— START OF Stored records —

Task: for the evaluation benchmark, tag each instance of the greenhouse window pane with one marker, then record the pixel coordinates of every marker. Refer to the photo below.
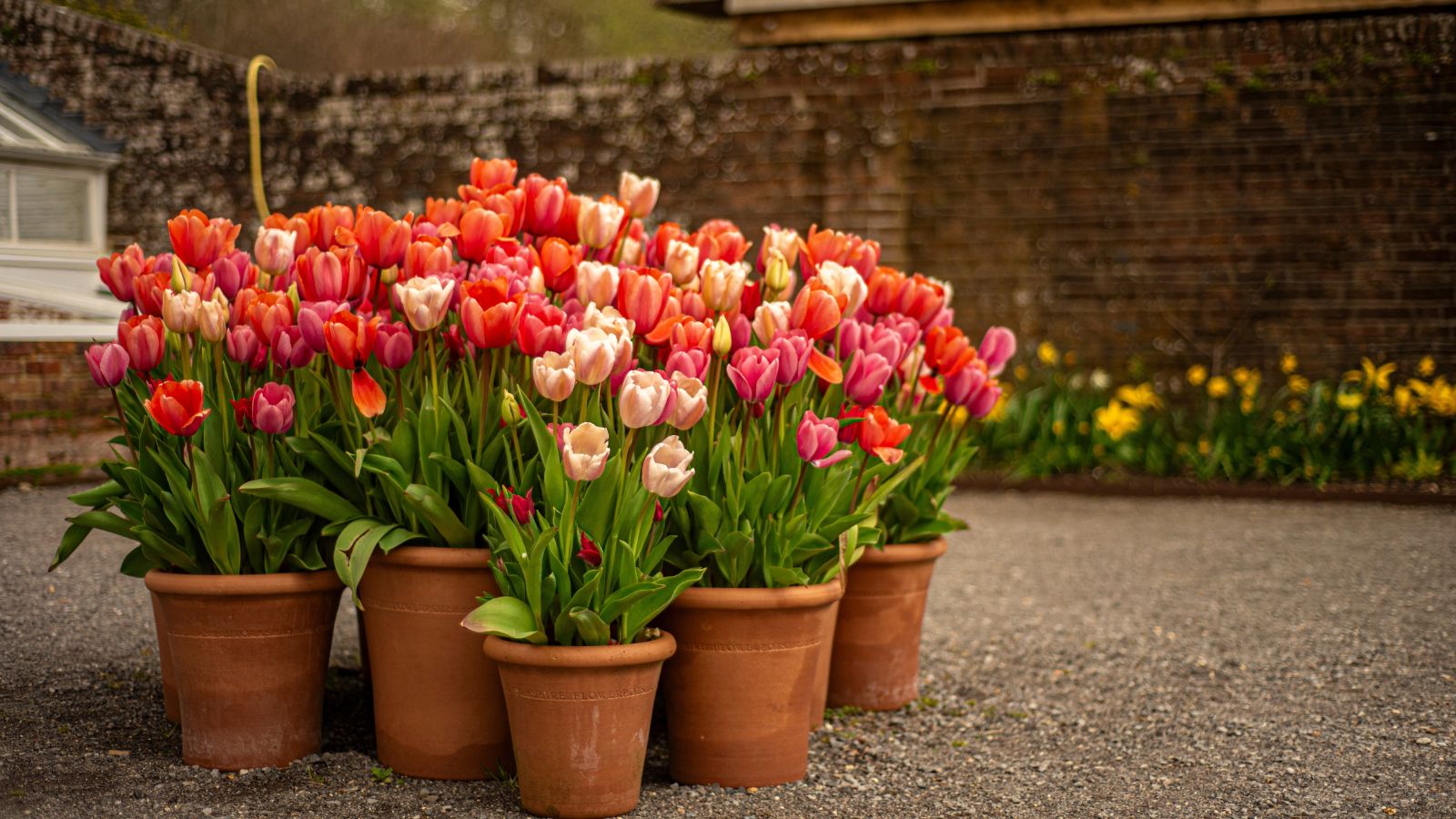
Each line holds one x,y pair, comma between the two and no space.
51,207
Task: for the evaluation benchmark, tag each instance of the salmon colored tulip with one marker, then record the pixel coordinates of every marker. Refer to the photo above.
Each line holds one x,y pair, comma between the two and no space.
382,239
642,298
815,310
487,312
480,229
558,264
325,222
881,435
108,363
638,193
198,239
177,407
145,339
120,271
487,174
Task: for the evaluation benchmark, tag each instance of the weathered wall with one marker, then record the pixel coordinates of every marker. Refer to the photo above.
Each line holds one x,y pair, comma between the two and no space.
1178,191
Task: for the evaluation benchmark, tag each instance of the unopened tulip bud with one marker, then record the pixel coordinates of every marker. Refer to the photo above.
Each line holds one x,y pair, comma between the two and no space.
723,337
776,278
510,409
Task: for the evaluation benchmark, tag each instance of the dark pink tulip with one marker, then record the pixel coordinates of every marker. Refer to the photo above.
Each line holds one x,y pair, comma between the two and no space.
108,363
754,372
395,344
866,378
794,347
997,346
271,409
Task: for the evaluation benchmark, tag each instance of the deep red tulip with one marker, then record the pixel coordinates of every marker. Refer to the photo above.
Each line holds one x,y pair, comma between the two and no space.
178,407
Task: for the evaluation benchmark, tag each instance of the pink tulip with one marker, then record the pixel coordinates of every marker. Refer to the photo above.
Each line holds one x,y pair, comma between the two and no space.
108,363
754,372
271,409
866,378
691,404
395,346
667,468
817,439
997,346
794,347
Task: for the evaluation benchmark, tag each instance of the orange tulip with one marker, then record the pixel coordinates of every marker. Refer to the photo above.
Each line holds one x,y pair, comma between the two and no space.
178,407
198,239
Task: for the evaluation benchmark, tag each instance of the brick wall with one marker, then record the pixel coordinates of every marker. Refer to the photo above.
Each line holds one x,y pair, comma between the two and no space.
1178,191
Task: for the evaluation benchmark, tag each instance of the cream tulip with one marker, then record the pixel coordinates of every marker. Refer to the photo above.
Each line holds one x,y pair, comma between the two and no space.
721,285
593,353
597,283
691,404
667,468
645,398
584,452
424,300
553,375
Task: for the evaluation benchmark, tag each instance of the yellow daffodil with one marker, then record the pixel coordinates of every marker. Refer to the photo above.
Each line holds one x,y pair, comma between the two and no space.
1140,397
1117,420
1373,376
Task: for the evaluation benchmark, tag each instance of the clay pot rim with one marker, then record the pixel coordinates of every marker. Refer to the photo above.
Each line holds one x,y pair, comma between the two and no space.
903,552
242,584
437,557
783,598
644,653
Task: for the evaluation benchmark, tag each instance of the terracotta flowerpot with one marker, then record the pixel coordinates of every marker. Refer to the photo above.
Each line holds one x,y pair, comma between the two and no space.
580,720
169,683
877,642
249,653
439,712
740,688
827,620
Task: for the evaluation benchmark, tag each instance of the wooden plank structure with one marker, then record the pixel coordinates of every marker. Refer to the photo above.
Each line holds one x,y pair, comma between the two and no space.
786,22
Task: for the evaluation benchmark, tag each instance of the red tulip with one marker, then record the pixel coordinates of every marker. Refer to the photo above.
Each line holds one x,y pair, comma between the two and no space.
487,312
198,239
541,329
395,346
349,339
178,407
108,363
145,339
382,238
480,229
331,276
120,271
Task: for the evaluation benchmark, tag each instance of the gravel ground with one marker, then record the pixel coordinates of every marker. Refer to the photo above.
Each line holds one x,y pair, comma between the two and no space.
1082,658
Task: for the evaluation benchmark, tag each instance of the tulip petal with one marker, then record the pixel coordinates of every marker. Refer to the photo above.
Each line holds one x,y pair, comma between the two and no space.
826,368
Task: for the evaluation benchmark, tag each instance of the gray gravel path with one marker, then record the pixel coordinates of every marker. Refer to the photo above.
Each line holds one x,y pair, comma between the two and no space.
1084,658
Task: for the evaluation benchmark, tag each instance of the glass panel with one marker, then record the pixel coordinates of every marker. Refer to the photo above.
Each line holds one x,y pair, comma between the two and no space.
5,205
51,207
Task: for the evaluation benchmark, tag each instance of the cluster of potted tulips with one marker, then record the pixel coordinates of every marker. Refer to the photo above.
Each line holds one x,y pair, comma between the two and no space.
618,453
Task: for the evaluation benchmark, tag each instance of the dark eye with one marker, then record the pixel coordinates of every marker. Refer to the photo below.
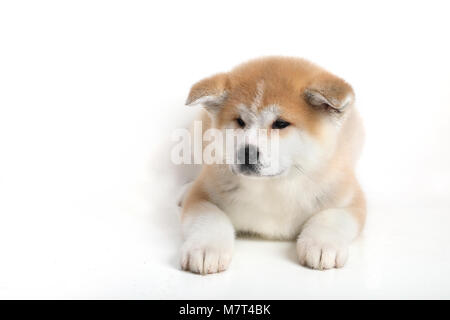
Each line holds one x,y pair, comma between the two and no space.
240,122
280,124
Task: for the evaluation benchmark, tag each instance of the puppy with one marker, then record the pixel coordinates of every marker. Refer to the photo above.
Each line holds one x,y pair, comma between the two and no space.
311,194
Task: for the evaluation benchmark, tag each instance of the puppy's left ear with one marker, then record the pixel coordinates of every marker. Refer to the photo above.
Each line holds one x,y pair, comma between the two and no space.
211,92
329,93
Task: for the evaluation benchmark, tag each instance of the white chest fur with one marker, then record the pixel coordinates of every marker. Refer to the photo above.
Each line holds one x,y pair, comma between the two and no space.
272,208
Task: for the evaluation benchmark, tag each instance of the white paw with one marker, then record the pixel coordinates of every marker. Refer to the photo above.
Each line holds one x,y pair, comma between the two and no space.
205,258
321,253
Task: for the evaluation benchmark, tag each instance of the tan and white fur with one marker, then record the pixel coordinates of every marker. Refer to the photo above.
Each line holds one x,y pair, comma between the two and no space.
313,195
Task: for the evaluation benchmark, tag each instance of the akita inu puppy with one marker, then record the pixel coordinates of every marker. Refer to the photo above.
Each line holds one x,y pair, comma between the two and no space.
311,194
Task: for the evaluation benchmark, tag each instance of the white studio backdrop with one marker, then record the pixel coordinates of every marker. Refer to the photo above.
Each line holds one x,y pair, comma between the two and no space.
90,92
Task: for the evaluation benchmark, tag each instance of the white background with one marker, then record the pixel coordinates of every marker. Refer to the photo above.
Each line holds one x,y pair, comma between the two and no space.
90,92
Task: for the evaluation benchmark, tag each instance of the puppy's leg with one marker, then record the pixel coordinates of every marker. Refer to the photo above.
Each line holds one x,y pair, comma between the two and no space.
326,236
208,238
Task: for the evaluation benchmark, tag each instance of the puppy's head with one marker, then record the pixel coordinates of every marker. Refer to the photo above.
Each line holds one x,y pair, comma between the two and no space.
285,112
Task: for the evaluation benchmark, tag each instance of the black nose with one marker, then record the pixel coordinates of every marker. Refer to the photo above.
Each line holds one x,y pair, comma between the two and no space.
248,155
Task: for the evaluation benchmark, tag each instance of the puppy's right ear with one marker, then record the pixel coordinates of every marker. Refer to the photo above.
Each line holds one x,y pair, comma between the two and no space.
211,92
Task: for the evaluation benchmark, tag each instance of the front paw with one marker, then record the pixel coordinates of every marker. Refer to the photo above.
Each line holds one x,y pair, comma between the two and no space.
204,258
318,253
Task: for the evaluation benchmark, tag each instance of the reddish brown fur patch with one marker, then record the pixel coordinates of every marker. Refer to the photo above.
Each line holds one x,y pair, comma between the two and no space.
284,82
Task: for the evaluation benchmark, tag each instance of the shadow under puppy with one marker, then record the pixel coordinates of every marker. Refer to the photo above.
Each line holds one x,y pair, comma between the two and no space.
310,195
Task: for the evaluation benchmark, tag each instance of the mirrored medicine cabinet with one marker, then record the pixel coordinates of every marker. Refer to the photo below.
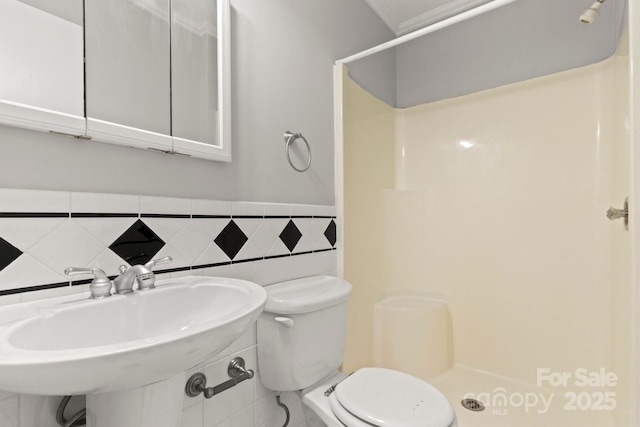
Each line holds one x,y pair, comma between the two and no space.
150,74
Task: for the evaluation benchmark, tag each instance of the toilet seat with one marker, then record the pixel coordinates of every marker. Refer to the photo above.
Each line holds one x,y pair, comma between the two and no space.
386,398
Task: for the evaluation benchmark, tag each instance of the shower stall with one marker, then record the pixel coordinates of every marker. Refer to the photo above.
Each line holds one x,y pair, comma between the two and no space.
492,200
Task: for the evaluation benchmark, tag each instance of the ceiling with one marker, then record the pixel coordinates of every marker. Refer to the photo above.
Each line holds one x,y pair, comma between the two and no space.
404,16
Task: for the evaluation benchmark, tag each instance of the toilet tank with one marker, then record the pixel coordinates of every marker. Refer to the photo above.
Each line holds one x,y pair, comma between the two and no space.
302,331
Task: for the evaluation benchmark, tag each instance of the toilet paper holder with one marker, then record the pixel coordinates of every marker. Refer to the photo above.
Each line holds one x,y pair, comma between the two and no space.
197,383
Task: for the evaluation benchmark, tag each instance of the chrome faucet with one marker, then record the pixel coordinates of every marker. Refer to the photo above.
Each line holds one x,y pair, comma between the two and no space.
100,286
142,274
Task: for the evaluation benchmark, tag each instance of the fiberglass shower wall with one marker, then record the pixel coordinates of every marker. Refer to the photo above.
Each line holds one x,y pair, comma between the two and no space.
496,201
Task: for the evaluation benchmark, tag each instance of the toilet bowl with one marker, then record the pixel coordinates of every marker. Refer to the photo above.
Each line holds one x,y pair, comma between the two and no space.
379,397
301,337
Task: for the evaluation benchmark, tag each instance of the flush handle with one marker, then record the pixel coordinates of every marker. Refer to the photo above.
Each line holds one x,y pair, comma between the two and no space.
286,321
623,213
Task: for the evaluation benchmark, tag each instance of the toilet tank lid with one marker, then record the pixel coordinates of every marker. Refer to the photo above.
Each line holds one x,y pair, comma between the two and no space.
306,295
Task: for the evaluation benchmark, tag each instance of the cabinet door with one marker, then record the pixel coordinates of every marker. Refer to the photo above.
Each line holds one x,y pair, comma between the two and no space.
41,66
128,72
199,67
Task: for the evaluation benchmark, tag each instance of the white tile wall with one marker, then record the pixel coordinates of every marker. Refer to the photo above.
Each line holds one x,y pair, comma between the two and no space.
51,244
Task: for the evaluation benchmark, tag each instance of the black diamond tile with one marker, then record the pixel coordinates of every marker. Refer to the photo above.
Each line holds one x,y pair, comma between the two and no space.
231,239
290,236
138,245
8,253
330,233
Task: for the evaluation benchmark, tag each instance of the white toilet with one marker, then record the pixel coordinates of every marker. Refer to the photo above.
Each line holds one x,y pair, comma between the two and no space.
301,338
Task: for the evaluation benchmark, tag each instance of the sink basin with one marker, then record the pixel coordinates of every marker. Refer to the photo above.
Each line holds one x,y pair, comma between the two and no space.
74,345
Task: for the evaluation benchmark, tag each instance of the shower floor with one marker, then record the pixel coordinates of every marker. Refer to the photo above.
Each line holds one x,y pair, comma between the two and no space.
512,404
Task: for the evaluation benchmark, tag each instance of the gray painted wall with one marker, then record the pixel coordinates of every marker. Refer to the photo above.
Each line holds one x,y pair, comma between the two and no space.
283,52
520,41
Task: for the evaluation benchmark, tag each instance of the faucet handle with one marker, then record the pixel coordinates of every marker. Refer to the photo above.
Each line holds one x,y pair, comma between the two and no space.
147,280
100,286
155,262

— END OF Stored records —

• **Exercise objective**
In the listing above, find the line with "the white toilet" and set down that line and all after it exactly, through the final line.

• **Output below**
Task: for the evaluation benchmark, tag each instance of the white toilet with one marker, then record the pixel coordinates of every marker. Refer to the photo above.
Each line holds one x,y pair, comma between the two and no space.
301,338
Task: for the evaluation benchmark, tag each instance of the sink basin with one marker, then record the pixel coordinates of every marker. Refer to the photo above.
Each line holds one x,y pair, comma between the two and no space.
74,345
Task: for the evaluation benchmark, tag each instance of the shower floor with one marker, then record the pixel coordinates of every marker. Refer to the photo above.
Each line holds one x,y pair, comma between the two and no space.
512,404
Task: for the evaluation benchmark, tag each instance of the gray painted wall with one marker, then record the pixel coordinates of every marker. Refer to the photo above.
Each line holds one x,y pair, comma between the two and no space.
283,52
520,41
Task: for the evaluation benchmark, tag each instance of the faucet handle with one marker, then record the pixel coordinates of every marker. Refer to the photo above.
Each line holds one x,y pair, comma between the two and no space.
147,280
100,286
155,262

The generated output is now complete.